GIVEN INSTRUCTION A: According to the excerpt on the papal shooting, on what date was Pope John Paul II shot in Saint Peter's Square?
GIVEN INSTRUCTION B: Transcribe the part of the excerpt on the papal shooting starting at "by Paul Kengor" and ending at "mother, you pray.".
GIVEN INSTRUCTION C: Pick up the excerpt on the papal shooting after its final sentence and continue writing it.

SOURCE EXTRACT:
──────

Just six weeks after the assassination attempt on President Ronald Reagan, Pope John Paul II was shot in Saint Peter’s Square


“There Is a Purpose to This”

by Paul Kengor




On May 13, 1981, just six weeks after the assassination attempt on President Ronald Reagan, Pope John Paul II was shot in Saint Peter’s Square. Here, in this exclusive excerpt from the forthcoming book A Pope and a President: John Paul II, Ronald Reagan, and the Extraordinary Untold Story of the 20th Century, Dr. Paul Kengor looks at reactions to the pope’s shooting from Washington to Moscow.

President Ronald Reagan’s diary entry for Wednesday, May 13, needed little elaboration: “Word brought to us of the shooting of the Pope. Called Cardinal Cooke & Cardinal [Krol]—sent message to Vatican & prayed.”[1]

There was not much more to do. In moments like this, he had learned well from his mother, you pray.

──────

INFORMATION PROVIDED:
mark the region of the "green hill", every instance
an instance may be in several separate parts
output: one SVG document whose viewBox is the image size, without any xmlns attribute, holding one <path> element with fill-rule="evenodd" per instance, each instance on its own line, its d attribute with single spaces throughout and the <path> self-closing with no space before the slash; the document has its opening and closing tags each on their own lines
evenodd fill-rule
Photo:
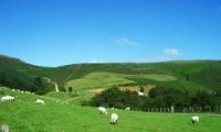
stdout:
<svg viewBox="0 0 221 132">
<path fill-rule="evenodd" d="M 9 124 L 10 132 L 220 132 L 219 114 L 198 113 L 199 124 L 192 124 L 194 113 L 171 114 L 107 109 L 99 114 L 97 108 L 64 103 L 54 98 L 22 94 L 0 87 L 0 98 L 18 96 L 13 102 L 0 102 L 0 124 Z M 45 106 L 34 105 L 43 99 Z M 119 121 L 109 124 L 116 112 Z"/>
<path fill-rule="evenodd" d="M 0 85 L 39 94 L 53 91 L 44 78 L 59 84 L 60 90 L 74 91 L 167 86 L 197 90 L 221 90 L 220 61 L 177 61 L 165 63 L 73 64 L 60 67 L 41 67 L 20 59 L 0 56 Z M 81 95 L 81 94 L 80 94 Z M 84 94 L 83 94 L 84 95 Z"/>
</svg>

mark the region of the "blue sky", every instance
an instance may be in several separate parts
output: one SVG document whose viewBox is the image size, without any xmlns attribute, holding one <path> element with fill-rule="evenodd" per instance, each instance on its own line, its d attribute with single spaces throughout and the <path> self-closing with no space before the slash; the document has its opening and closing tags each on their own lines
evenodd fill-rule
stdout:
<svg viewBox="0 0 221 132">
<path fill-rule="evenodd" d="M 0 54 L 41 66 L 221 58 L 221 0 L 0 0 Z"/>
</svg>

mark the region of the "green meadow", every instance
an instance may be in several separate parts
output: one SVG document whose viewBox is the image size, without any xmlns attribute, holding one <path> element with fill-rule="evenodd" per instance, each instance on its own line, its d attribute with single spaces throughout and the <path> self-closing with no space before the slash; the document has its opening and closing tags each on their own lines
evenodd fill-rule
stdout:
<svg viewBox="0 0 221 132">
<path fill-rule="evenodd" d="M 8 123 L 10 132 L 220 132 L 221 116 L 209 113 L 154 113 L 107 109 L 99 114 L 95 107 L 64 103 L 63 100 L 11 91 L 13 102 L 0 102 L 0 124 Z M 45 106 L 34 105 L 44 99 Z M 112 112 L 119 116 L 116 125 L 109 124 Z M 192 124 L 191 116 L 200 123 Z"/>
</svg>

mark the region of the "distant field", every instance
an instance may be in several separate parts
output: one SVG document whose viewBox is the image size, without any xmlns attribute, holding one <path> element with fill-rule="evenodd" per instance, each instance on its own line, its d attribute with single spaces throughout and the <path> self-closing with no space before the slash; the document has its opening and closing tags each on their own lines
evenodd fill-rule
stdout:
<svg viewBox="0 0 221 132">
<path fill-rule="evenodd" d="M 8 123 L 10 132 L 220 132 L 221 116 L 198 114 L 200 123 L 192 124 L 193 113 L 148 113 L 110 110 L 99 114 L 97 108 L 72 106 L 53 98 L 13 92 L 0 88 L 3 95 L 18 96 L 13 102 L 0 102 L 0 124 Z M 45 106 L 34 100 L 45 100 Z M 56 102 L 59 101 L 59 102 Z M 119 114 L 116 125 L 109 124 L 109 113 Z"/>
<path fill-rule="evenodd" d="M 77 89 L 91 89 L 91 88 L 108 88 L 115 85 L 134 84 L 134 81 L 122 77 L 119 74 L 96 72 L 88 74 L 80 79 L 67 81 L 65 87 L 73 87 Z"/>
</svg>

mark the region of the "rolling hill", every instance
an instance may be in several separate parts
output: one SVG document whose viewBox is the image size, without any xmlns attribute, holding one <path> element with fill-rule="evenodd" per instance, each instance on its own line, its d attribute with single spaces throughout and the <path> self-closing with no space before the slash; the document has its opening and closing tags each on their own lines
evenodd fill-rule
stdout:
<svg viewBox="0 0 221 132">
<path fill-rule="evenodd" d="M 29 95 L 0 87 L 3 95 L 18 96 L 13 102 L 0 102 L 0 124 L 9 124 L 11 132 L 220 132 L 219 114 L 198 113 L 199 124 L 192 124 L 194 113 L 172 114 L 107 109 L 65 103 L 45 96 Z M 45 106 L 34 105 L 44 99 Z M 119 121 L 109 124 L 109 114 L 116 112 Z"/>
<path fill-rule="evenodd" d="M 186 89 L 217 91 L 221 86 L 220 61 L 173 61 L 164 63 L 72 64 L 41 67 L 18 58 L 0 56 L 0 85 L 46 94 L 53 86 L 44 78 L 59 84 L 62 91 L 70 87 L 80 95 L 85 90 L 106 89 L 112 86 L 138 88 L 167 86 Z M 148 89 L 148 88 L 147 88 Z"/>
</svg>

──────

EXERCISE RESULT A: May 13, 1981

EXERCISE RESULT B:
by Paul Kengor




On May 13, 1981, just six weeks after the assassination attempt on President Ronald Reagan, Pope John Paul II was shot in Saint Peter’s Square. Here, in this exclusive excerpt from the forthcoming book A Pope and a President: John Paul II, Ronald Reagan, and the Extraordinary Untold Story of the 20th Century, Dr. Paul Kengor looks at reactions to the pope’s shooting from Washington to Moscow.

President Ronald Reagan’s diary entry for Wednesday, May 13, needed little elaboration: “Word brought to us of the shooting of the Pope. Called Cardinal Cooke & Cardinal [Krol]—sent message to Vatican & prayed.”[1]

There was not much more to do. In moments like this, he had learned well from his mother, you pray.

EXERCISE RESULT C:
How sad the assassination attempt on Pope John Paul II was. What a potential setback it was. Ronald Reagan had great ambitions to turn back the march of atheistic communism. And the pope was a big part of that plan.

Would the Holy Father survive? Would good prevail?

Going to Notre Dame

Ronald Reagan’s first major public appearance after the shooting of Pope John Paul II just happened to be an address at Notre Dame, a Catholic university named after its patroness, the Virgin Mary—the same Virgin Mary who was the patroness of John Paul II, and whom the Holy Father believed had spared his life the day of his shooting in Saint Peter’s Square. A Catholic screenwriter could not have written a better script for the actor-turned-president.

On May 17, President Reagan traveled to Notre Dame to give the commencement address. Fittingly, a commencement is not an end but a beginning, for in this speech Reagan publicly commenced his presidential crusade against atheistic communism.

Reagan laid out America’s Cold War challenge: “The years ahead are great ones for this country, for the cause of freedom and the spread of civilization. The West won’t contain communism, it will transcend communism. . . . It will dismiss it as some bizarre chapter in human history whose last pages are even now being written.”

No else was making such audacious predictions at the time. Critics would scoff at the president’s claim.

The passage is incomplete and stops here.